**Task requirements**
Below are records. Copy every line with "field" in it.

(Extracted data entries)
• • • • •
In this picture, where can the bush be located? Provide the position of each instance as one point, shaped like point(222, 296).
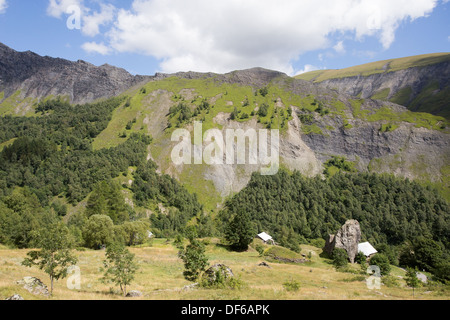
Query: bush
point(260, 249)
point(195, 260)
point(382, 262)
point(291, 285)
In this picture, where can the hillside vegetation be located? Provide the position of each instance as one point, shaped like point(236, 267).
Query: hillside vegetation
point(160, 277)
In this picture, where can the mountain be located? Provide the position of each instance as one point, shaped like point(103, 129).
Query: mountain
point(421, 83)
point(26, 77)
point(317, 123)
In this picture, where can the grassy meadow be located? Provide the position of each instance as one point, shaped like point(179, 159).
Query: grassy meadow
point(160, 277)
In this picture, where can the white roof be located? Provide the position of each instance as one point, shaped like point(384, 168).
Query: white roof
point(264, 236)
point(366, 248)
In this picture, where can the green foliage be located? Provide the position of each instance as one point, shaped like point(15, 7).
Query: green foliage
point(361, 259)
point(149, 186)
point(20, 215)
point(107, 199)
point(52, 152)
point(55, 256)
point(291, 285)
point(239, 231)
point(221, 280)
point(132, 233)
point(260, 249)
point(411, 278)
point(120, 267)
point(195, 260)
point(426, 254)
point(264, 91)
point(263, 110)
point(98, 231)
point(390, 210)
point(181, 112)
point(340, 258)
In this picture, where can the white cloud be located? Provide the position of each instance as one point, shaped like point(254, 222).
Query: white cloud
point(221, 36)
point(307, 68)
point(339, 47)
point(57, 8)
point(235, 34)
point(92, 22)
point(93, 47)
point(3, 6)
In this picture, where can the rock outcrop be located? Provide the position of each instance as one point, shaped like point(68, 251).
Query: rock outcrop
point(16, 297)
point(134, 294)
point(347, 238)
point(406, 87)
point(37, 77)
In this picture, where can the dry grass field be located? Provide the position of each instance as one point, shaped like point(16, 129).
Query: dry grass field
• • • • •
**Expected answer**
In this picture, where can the dry grass field be located? Provide the position of each instance as one point, shaped like point(16, 129).
Query: dry grass field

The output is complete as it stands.